#### GOAL OF THE EXERCISE
Swap "warehouse robot" for "kitchen robot" everywhere it occurs in the data below. Keep all other text the same.

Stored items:

○ ○ ○

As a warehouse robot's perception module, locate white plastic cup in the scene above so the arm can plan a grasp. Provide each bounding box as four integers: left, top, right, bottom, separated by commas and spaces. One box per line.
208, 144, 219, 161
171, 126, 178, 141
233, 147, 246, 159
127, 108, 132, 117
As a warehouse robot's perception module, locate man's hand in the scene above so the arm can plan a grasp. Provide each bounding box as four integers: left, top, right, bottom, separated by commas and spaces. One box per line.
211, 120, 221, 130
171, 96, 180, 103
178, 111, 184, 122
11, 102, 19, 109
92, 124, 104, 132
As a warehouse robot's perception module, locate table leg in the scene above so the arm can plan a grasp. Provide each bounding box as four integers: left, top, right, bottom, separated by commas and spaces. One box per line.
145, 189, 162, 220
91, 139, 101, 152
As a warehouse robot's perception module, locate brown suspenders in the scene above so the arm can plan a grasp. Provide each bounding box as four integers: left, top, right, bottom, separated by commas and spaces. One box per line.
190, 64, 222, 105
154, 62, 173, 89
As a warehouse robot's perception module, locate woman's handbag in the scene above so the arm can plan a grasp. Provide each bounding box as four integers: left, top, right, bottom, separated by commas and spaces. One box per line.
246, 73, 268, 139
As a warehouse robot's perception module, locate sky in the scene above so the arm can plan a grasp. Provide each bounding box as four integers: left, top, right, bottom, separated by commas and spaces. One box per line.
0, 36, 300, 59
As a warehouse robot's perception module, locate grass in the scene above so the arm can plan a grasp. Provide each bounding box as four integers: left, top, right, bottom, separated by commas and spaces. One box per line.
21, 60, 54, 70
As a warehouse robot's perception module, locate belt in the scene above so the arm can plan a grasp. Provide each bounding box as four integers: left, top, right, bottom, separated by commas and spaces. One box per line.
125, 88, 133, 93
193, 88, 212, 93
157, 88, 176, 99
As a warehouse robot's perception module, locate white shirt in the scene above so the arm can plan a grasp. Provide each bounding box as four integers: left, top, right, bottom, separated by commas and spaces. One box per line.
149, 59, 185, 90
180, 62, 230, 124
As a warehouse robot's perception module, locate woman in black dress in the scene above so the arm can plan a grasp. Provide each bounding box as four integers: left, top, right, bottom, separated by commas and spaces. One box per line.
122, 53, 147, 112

○ ○ ○

#### REPLY TO THE TASK
As a kitchen robot's perception module, locate white plastic cup in the scene above so the arm can plan a grasp. Provide each bounding box as four integers: left, top, right, bottom, separated by commas and spaces. One box per line.
208, 144, 219, 161
171, 126, 178, 141
233, 147, 246, 159
127, 108, 132, 117
As a kitchen robot's perception module, locate man's hand in the scene above so the arm can plan a grasp. Provide each bounding box as four integers: left, top, right, bottom, separated by commas and spaces. One box per line.
211, 120, 221, 130
171, 96, 180, 103
178, 111, 184, 122
11, 102, 19, 109
92, 124, 104, 132
As a kitchen robot's perception module, locate table leg in the scene above so the arm can plan a grasp. Provide each bounding box as four integers: left, top, right, bottom, separated by commas and spaces. One box per line.
145, 189, 162, 220
91, 139, 101, 152
As a kitchen robot's perception module, locate brown suspenders in the scene above so the arm can plan a grasp. Provide each bounding box as four integers: left, top, right, bottom, separated by commas and spaces. One box per line.
190, 64, 222, 105
154, 62, 173, 89
As a kitchen robot's perception module, locate woman's handbag in the scene above so the arm can plan a grasp. Provide each bounding box as four integers: left, top, right, bottom, separated by commas and spaces. One box per line.
246, 73, 268, 139
As a kitchen robot's perception module, locate sky in the scene above so the arm can plan a grasp. Provide each bounding box as four integers: left, top, right, bottom, separated by commas and spaces. One box per line.
0, 36, 300, 59
As a kitchen robot's perception module, locate grass in the scene above so the arm can plan a grasp. Provide each bounding box as four integers: left, top, right, bottom, separated by commas and spaces. One box per line.
21, 60, 54, 70
As a kitchen robot's perception module, locate belt in the scene above so the arm can plan a grasp. Provide each bounding box as four integers: left, top, right, bottom, separated by commas and spaces. One box per line.
125, 88, 133, 93
193, 88, 212, 93
157, 88, 176, 99
As a kitchen robot's perception module, locate white shirt in the scene above so the arm can plan a grasp. Provide each bounding box as four integers: left, top, right, bottom, separated by commas and spaces. One box per line.
149, 59, 185, 90
180, 62, 230, 124
As a kitchen robot's perception module, locate woman in black dress in the scene above so the arm can plan a grasp. Provide each bounding box as four integers: left, top, right, bottom, separated by commas and spaces. One box per line.
122, 53, 147, 112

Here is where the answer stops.